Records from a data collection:
◆ ◆ ◆ ◆ ◆ ◆ ◆

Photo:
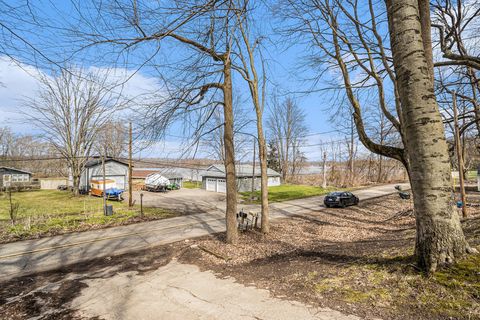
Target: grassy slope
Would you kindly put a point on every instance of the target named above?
(192, 185)
(287, 192)
(52, 212)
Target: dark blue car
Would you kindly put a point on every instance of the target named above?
(340, 199)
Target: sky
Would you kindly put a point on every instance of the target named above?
(18, 83)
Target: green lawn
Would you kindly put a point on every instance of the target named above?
(192, 184)
(48, 212)
(287, 192)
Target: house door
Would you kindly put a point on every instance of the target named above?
(211, 184)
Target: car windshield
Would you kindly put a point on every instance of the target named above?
(335, 194)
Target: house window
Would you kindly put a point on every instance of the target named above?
(19, 178)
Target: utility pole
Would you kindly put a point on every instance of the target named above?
(253, 170)
(130, 167)
(104, 193)
(459, 155)
(324, 170)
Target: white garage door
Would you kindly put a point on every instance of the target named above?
(211, 184)
(273, 181)
(221, 185)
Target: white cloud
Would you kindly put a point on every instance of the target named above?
(19, 82)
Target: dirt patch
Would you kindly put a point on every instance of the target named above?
(47, 295)
(356, 260)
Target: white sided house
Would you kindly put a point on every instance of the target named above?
(214, 178)
(13, 176)
(115, 170)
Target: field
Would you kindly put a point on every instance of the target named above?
(287, 192)
(357, 260)
(49, 212)
(192, 185)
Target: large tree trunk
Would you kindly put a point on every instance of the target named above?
(262, 153)
(231, 209)
(440, 237)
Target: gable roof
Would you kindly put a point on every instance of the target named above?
(98, 161)
(14, 169)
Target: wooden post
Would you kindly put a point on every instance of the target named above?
(104, 194)
(459, 155)
(253, 171)
(324, 170)
(141, 205)
(130, 168)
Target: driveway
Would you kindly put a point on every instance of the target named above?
(30, 256)
(186, 201)
(183, 292)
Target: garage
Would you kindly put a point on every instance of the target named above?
(273, 181)
(211, 184)
(247, 178)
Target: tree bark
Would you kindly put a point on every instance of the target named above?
(231, 209)
(440, 238)
(262, 153)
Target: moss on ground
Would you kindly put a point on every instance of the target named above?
(451, 292)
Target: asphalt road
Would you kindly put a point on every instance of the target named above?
(31, 256)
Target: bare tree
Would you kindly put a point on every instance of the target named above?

◆ ◆ ◆ ◆ ◆ ◆ ◆

### [AIM OF THE EXERCISE]
With the pictures omitted, reproduce the records in full and exactly.

### [FINAL ANSWER]
Photo:
Target: grassy slope
Would you kindly put a point on every instance of the target named above?
(192, 185)
(287, 192)
(52, 212)
Target: dark blue car
Would you kindly put a point on every instance of the target named above?
(340, 199)
Target: sky
Would you kindly put a point on every instance of the target named above?
(18, 83)
Target: green lawn
Would you kindly put a point on every instance of the target named above?
(192, 184)
(48, 212)
(287, 192)
Target: house door
Would you kindly put a point on every instance of the target named above?
(211, 184)
Target: car windshield
Would you kindly put a point on every instance of the target named above?
(335, 194)
Target: house window
Would you kindly put a point on every instance of the target named above?
(19, 178)
Target: utility pole
Would you kindly put a point on every instance of the target named above?
(253, 170)
(130, 167)
(104, 193)
(459, 155)
(324, 170)
Target: white garage door
Would you kindly put a point on every instance of the target named above?
(211, 184)
(273, 181)
(221, 185)
Target: white cloud
Would you kindly put a point on every instance of the target named above?
(19, 82)
Target: dirt patch
Would you kindly put a point on every instance of the target named above?
(47, 295)
(356, 260)
Target: white sided house
Would you kindly put a point on every instance of the target named above?
(214, 178)
(13, 176)
(115, 170)
Target: field
Would you kindly put a point on every instance of the target named above?
(287, 192)
(357, 260)
(49, 212)
(192, 185)
Target: large tree trunk
Would you kindly put a point on every instance of the target named above?
(262, 153)
(231, 209)
(440, 237)
Target: gable roof
Would you kindly put a point on every instance of the target named above?
(98, 161)
(14, 169)
Target: wooden post
Would you kindly put a point on every instance of the target named above?
(104, 194)
(459, 155)
(253, 171)
(324, 170)
(141, 205)
(130, 168)
Target: driveway
Would you kindly put a point on every instance of the target named above?
(30, 256)
(186, 201)
(183, 292)
Target: garage
Would you kindly put a point on every instance of the target named above?
(273, 181)
(211, 184)
(247, 178)
Target: tree bark
Would you kindly put a point on every instance of the target named above?
(231, 209)
(440, 238)
(262, 153)
Target: moss on ground
Would you kindly put a point on every instance of the target named above?
(451, 292)
Target: asphalt road
Would you kindly put a point on every instance of the target named above?
(31, 256)
Target: bare tree
Would you kindly put a point on every instance of the target named above?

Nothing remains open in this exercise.